▶ _Requirement_:
Write out all of the entries that follow, word for word, but skip the pictures.

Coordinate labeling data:
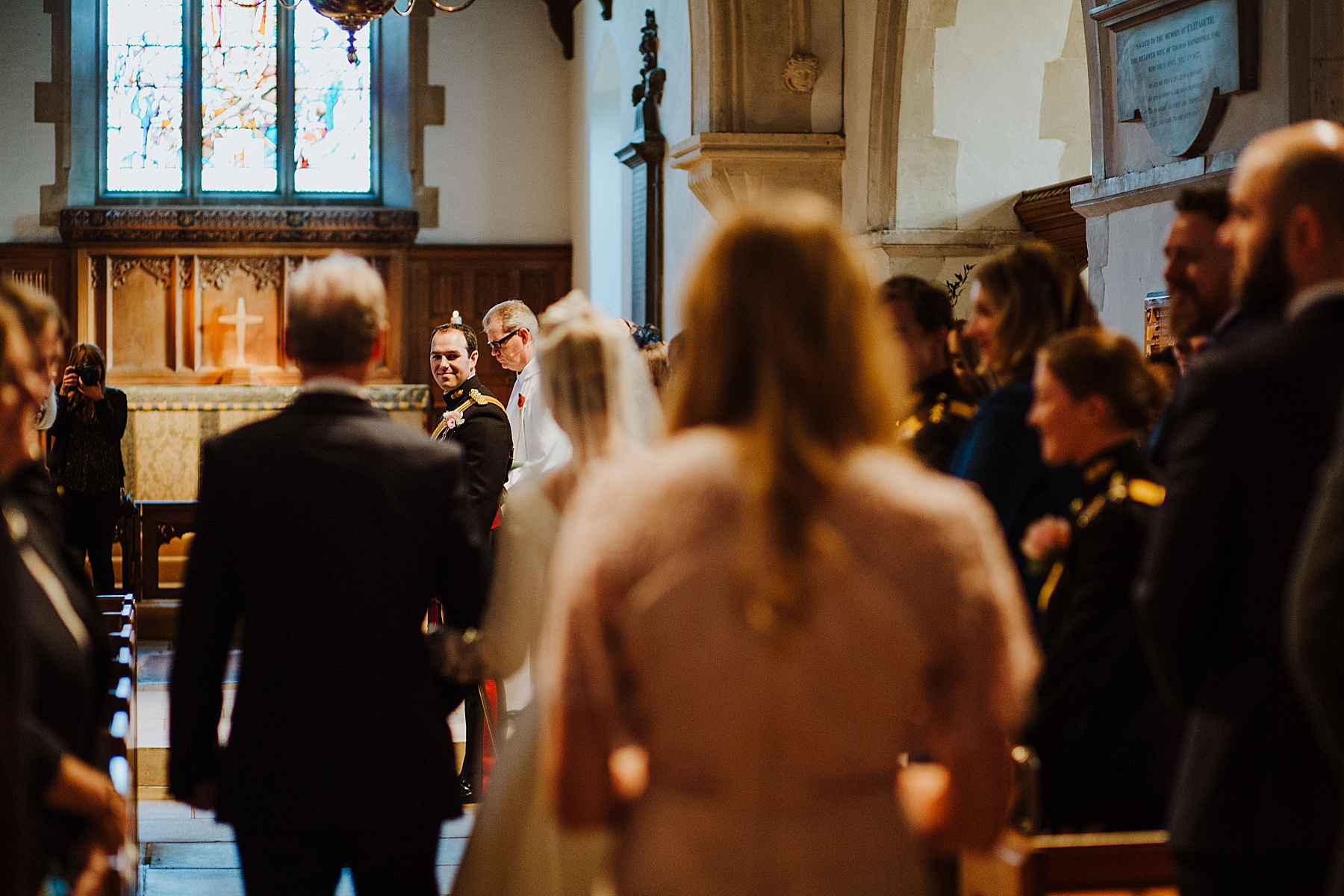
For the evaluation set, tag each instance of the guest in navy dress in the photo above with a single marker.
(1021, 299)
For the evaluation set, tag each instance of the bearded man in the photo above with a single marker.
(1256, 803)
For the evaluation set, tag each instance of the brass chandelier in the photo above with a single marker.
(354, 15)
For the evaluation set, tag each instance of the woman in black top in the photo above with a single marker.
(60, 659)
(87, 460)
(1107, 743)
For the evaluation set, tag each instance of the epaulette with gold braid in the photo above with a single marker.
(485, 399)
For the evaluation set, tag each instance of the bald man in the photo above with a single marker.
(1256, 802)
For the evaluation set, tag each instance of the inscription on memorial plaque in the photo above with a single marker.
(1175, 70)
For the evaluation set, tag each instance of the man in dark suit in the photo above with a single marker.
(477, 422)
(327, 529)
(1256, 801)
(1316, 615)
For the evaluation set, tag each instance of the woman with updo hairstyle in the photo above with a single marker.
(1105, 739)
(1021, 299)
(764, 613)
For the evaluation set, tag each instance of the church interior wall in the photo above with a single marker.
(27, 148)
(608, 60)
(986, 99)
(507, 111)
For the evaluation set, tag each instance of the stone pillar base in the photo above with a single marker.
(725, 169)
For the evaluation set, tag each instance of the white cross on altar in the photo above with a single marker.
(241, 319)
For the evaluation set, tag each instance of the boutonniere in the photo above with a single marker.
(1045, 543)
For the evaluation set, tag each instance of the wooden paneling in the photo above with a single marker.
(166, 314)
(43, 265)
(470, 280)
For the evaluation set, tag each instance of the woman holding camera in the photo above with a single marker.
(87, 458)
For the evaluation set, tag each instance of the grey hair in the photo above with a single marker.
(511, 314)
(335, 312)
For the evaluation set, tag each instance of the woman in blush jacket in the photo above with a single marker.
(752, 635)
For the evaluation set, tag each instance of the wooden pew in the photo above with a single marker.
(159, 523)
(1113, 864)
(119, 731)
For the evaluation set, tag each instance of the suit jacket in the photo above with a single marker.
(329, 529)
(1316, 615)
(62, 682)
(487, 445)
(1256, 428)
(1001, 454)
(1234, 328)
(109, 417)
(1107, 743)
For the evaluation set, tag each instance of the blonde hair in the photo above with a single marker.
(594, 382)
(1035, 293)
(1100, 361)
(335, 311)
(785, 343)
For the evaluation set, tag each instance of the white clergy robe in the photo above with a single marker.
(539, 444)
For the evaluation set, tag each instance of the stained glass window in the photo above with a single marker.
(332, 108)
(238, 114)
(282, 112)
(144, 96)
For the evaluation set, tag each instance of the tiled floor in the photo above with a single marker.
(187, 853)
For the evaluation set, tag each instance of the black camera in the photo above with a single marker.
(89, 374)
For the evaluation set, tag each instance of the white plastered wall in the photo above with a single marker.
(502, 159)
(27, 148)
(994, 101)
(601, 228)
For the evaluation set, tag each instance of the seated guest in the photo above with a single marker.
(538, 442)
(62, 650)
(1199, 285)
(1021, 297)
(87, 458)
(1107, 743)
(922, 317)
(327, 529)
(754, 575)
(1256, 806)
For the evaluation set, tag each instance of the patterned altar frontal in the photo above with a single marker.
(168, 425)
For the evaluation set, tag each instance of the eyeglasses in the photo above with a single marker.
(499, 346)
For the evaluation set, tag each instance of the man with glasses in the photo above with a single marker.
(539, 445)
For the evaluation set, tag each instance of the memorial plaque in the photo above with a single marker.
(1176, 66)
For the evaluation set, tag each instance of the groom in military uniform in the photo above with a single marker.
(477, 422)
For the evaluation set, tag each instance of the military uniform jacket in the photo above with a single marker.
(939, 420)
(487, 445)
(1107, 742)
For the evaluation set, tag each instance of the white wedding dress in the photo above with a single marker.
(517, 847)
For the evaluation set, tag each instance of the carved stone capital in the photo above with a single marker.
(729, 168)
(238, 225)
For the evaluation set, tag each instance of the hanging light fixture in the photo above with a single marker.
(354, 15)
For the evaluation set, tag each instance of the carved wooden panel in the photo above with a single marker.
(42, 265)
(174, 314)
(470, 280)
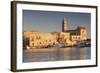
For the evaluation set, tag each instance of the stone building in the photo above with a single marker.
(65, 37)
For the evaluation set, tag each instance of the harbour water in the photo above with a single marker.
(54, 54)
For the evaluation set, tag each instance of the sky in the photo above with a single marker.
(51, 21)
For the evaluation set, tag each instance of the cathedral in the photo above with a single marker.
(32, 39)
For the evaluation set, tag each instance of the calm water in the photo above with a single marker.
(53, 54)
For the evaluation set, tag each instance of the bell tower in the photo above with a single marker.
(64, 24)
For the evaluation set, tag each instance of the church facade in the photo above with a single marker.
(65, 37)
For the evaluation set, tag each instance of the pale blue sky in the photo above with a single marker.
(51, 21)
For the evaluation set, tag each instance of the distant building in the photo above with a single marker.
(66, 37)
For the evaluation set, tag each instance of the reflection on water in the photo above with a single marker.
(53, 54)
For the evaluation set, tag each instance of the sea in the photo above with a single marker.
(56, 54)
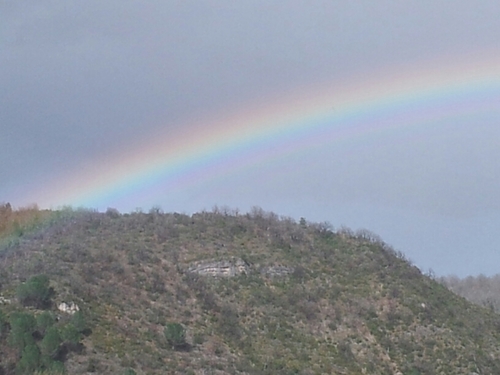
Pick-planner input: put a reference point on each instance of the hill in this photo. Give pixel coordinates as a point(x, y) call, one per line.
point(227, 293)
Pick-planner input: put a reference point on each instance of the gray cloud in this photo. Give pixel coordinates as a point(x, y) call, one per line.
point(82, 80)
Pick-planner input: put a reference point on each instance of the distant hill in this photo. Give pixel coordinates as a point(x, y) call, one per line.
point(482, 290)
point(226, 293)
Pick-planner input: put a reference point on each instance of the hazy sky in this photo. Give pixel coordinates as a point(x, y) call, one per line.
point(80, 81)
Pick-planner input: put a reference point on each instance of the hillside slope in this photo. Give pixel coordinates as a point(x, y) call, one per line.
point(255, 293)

▶ _Solution_:
For the evaluation set, tag each instance of the guest in navy dress in the photo above with a single marker.
(1021, 299)
For the evaluation set, tag each instance of the bearded man in the photo above with a single marker.
(1256, 803)
For the evaluation set, tag each instance of the brass chandelier in the photo above with a single marker.
(354, 15)
For the evaluation set, tag each instance of the woman in black top in the photo above with a single marker.
(60, 659)
(87, 460)
(1107, 743)
For the evaluation set, tag each instance of the epaulette with gold braid in the photo above with a single marker.
(485, 399)
For the evaluation set, tag each instance of the bald man in the photo above with a single marker.
(1256, 802)
For the evaluation set, tag each instance of the inscription on memorial plaque in the photo above with a single marker.
(1175, 70)
For the evaluation set, tag each instance of the man in dark suit in the photo above with a single marker.
(477, 422)
(327, 529)
(1256, 801)
(1316, 615)
For the evaluation set, tag each instance of the woman with updo hairstyle in the photo above with a single marker.
(1105, 739)
(1021, 299)
(764, 613)
For the evaluation set, tag each instance of the church interior wall in the photo above with a single marker.
(27, 148)
(608, 60)
(986, 99)
(507, 111)
For the evaluation set, tag each instance of the stone pillar base in the photo above with a single marker.
(725, 169)
For the evaluation set, tag each instance of the white cross on altar in the photo above with a single marker.
(241, 319)
For the evaluation set, tag each instance of the boutonniere in the photo above with a single marker.
(1045, 543)
For the evaluation set, tag each instance of the wooden paneling in the photo above with a single marker.
(166, 314)
(43, 265)
(470, 280)
For the evaluation set, tag each instance of the woman holding camera in the photo above with a single marker.
(87, 458)
For the evaluation set, tag each instance of the grey hair in the photo above with a single marker.
(511, 314)
(335, 312)
For the evaluation set, tag each instance of the woman in blush jacket in the photo above with a single marker.
(752, 635)
For the evaluation set, tag each instance of the wooden pew in the photo above with a single marker.
(159, 523)
(1113, 864)
(119, 731)
For the evaluation set, tag each instance of the suit jacket in the photo above with a single marker.
(329, 529)
(1316, 615)
(62, 682)
(487, 445)
(1256, 428)
(1001, 454)
(1234, 328)
(109, 417)
(1107, 743)
For the evaluation set, tag each instance of the blonde hair in the photo above with a single marker.
(594, 382)
(1035, 293)
(1100, 361)
(335, 311)
(785, 343)
For the evaluation set, tag each instance of the white clergy robe in the photo above with a single marker.
(539, 444)
For the evaluation set, tag each instance of the stained glass window in the photo above with a single marker.
(332, 108)
(238, 114)
(282, 112)
(144, 96)
For the evaluation set, tag each instance of the tiled floor in the photo above with a single marker.
(187, 853)
For the evaluation set, tag each instance of the black camera in the photo above with a single marker.
(89, 374)
For the evaluation set, tag each instance of the white plastered wall in the photo above with a single marker.
(502, 159)
(27, 148)
(994, 101)
(601, 228)
For the evaluation set, tag each instance of the seated guest in the photo above with a single marker.
(538, 442)
(62, 650)
(1199, 285)
(1021, 297)
(87, 458)
(1107, 743)
(922, 317)
(327, 529)
(754, 575)
(1256, 806)
For the evaluation set, tag each instance of the patterned altar frontal in the photo above with a single marker.
(168, 425)
For the evaluation set, tag each instance of the eyeglasses in the photo above with a single marker.
(499, 346)
For the evaluation set, tag each instance of the man with glasses in the photo above with a single marker.
(539, 445)
For the evaluation set, tag each instance of the memorial plaque in the photo above with a single marker.
(1176, 66)
For the evaluation set, tag each instance of the groom in military uniform in the photo above with a single marker.
(477, 422)
For the evaluation set, tag each instance of the military uniform jacket in the photo above with a single marker.
(939, 420)
(487, 445)
(1107, 742)
For the evaluation set, tag each instance of the white wedding dress in the photo above with a single marker.
(517, 847)
For the evaluation set, tag each instance of the carved stone capital in the photo above with a single marker.
(729, 168)
(238, 225)
For the evaluation set, tag each instance of the hanging light fixture in the photo above with a single marker.
(354, 15)
For the evaluation set, tag each instance of the carved wooden panel in the photo above with a single marker.
(42, 265)
(174, 314)
(470, 280)
For the evaluation set, tag each instance of the stone building in the photo above with a single marker.
(65, 37)
For the evaluation set, tag each instance of the harbour water in the photo above with a single marker.
(54, 54)
For the evaluation set, tag each instance of the sky in the photo above with a single marker.
(51, 21)
For the evaluation set, tag each instance of the cathedral in the photo above with a single marker.
(32, 39)
For the evaluation set, tag each instance of the calm water in the photo above with a single marker.
(53, 54)
For the evaluation set, tag each instance of the bell tower in the photo above with a single marker.
(64, 24)
For the evaluation set, tag each instance of the church facade in the photo above with a single marker.
(65, 37)
For the evaluation set, tag each instance of the pale blue sky in the photo above with a single marker.
(51, 21)
For the evaluation set, tag each instance of the distant building in the photo above with a single marker.
(66, 37)
For the evaluation set, tag each instance of the reflection on water in the photo above with a single marker.
(53, 54)
For the evaluation set, tag each instance of the sea in the photo above with a single marker.
(56, 54)
Pick-planner input: put a reference point on each instance of the hill in this photo. Give pixel coordinates as a point(x, y) call, one per line.
point(227, 293)
Pick-planner input: put a reference point on each instance of the gray cloud in this photo. Give pixel coordinates as a point(x, y) call, one per line.
point(82, 80)
Pick-planner input: put a reference point on each instance of the distant hill in this photo. Give pixel coordinates as a point(x, y) call, one per line.
point(482, 290)
point(226, 293)
Pick-planner input: put a reference point on each instance of the hazy sky in this photo. Give pixel coordinates as a point(x, y) call, one per line.
point(80, 81)
Pick-planner input: put a reference point on each instance of the hillside slope in this photo. Give pixel coordinates as a point(x, y) call, one per line.
point(255, 293)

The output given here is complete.